→ Given problem 1
Find each line in the listing below that contains the word "leaf" and copy those lines. Treat uppercase and lowercase letters as different.

The more popular a blockchain becomes, the more insane its storage requirements become. Further, because each full node in a blockchain system must maintain and be capable of processing the entire chain, there is a lot of needless duplication of data. While some redundancy is desired, full redundancy at every node is needlessly wasteful. This also makes running blockchain nodes dramatically more costly and wasteful over time.
Validation of TSTs does not require communication with TSAs. This allows offline validation, which means that a DoS of validation is unlikely, whether intentional as in an attack or due to a network outage. It also means information is not leaked to TSAs after the initial TSR, making analytics and other snooping from TSAs near impossible.
There are further benefits to not needing to store all tokens in a single data store:
Data privacy is far superior with distributed, disconnected storage of TSTs. Even though hashes are opaque, hashes can still be correlated with sensitive data or used to do network analysis on parties interested in the same hash. By not making hashes globally available, user privacy is far superior to blockchain based systems. Chain analysis is impossible as there is no chain or other global data store to analyze.
Breaches and disclosure of activity between parties are minimized. Any breach of data would have to happen among parties signing data, as TSAs would only receive hashes and could discard them within seconds of the TSTs being issued.
Correlational attacks are much harder, and time-bound as the correlation must be carried out as the requests or responses are traveling across the network.
Validation does not leak any information about which parties are checking the validity of a given TST and thus showing interest in the corresponding datum. As discussed below, offline validation is easy to do with TSP so checking the validity does not require communication with external parties.
By contrast, blockchains store all data on one shared “chain.” As a result, anyone who decides to set up a full node will get a copy of the full chain. That person can then perform any analysis they choose on this data without making any external requests and thus making it difficult to detect reconnaissance.
Paradoxically, this gives blockchains all of the downsides of both centralized and decentralized systems: all the data is in one place, and that place is potentially anywhere and everywhere.
Since the validity of TSTs rests on their cryptographic signature and the status of the key with which it was created, offline validation is trivial.
Users can easily download the certificates for TSAs of interest and any relevant Certificate Revocation Lists (CRLs) because the certificates and CRLs are relatively small. As keys are unlikely to change too frequently, the amount of storage necessary to validate the vast majority of TSTs should be easily manageable on modern devices less than 10 years old. Most modern web browsers already include such lists of “root certificates” for Transport Layer Security (TLS) connections.

→ Given problem 2
Duplicate the timestamping passage above word for word, from "Validation does not" to "with external parties.".

→ Stored records
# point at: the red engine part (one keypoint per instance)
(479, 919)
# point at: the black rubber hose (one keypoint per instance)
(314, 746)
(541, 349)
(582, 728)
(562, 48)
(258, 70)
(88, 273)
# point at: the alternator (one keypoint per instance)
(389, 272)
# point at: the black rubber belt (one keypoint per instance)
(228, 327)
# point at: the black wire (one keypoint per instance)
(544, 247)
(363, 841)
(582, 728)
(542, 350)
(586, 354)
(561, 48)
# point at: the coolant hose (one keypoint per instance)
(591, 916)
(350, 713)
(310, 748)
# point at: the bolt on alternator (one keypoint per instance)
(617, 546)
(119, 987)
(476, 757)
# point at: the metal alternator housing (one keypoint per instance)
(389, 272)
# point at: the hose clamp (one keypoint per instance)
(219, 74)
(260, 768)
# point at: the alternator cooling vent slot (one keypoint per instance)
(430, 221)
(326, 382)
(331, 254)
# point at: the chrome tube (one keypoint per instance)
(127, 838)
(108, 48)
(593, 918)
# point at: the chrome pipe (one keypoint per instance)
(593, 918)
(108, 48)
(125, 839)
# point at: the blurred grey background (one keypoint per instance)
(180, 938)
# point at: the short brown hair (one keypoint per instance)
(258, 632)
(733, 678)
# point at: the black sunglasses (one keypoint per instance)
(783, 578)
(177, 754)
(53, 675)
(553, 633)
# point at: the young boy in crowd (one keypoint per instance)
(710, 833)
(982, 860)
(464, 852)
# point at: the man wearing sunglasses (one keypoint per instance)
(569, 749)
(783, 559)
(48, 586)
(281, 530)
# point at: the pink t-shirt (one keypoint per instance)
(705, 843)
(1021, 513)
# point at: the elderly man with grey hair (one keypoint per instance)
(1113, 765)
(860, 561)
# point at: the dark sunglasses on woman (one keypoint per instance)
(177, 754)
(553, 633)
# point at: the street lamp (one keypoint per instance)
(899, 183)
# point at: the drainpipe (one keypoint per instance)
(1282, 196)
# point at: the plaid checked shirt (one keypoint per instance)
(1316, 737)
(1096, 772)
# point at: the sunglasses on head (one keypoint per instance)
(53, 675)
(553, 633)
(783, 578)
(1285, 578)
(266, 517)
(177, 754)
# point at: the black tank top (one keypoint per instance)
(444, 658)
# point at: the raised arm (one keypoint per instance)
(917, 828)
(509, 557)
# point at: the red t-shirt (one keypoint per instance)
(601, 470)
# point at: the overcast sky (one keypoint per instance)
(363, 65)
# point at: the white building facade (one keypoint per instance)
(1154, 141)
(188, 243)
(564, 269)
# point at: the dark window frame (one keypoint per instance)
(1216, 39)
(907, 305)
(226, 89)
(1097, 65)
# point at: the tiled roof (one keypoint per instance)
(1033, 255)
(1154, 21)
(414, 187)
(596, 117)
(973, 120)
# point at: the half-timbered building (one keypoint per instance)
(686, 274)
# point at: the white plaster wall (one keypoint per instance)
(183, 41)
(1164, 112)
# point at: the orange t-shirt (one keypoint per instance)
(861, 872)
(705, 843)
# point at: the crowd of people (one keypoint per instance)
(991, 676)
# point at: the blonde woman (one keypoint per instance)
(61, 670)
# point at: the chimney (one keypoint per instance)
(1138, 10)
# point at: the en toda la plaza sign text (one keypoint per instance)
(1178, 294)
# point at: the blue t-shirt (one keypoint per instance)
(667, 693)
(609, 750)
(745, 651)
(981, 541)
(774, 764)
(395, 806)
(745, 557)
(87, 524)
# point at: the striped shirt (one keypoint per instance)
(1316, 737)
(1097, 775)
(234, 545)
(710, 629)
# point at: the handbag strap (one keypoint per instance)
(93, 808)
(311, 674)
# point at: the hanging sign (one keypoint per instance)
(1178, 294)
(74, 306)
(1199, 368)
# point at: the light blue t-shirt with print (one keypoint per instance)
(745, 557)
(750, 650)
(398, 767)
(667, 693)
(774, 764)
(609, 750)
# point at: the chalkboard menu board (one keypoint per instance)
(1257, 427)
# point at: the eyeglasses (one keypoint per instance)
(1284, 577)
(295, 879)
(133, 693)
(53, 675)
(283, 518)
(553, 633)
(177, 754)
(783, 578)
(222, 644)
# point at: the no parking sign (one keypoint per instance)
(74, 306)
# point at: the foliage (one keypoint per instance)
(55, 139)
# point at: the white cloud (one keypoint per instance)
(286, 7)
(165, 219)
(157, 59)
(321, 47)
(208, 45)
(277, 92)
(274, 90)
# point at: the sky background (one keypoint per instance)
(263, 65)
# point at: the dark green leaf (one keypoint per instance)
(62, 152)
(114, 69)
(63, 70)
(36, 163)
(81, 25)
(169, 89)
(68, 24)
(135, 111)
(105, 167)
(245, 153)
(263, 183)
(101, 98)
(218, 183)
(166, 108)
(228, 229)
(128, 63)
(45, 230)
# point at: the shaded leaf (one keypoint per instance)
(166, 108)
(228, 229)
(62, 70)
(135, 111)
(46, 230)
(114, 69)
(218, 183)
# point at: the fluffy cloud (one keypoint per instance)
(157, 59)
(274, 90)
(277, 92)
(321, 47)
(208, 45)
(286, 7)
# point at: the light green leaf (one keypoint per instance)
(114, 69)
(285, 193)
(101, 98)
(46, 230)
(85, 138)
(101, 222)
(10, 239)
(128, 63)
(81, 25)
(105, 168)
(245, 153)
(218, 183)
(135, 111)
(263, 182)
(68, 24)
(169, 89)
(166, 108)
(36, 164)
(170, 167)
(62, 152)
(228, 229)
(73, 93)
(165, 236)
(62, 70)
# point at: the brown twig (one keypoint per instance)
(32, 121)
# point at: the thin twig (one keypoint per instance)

→ Final answer 1
# point at: the dark green leaf (one keypoint per instance)
# point at: the shaded leaf (one keypoint per instance)
# point at: the light green leaf (one keypoint per instance)

→ Final answer 2
Validation does not leak any information about which parties are checking the validity of a given TST and thus showing interest in the corresponding datum. As discussed below, offline validation is easy to do with TSP so checking the validity does not require communication with external parties.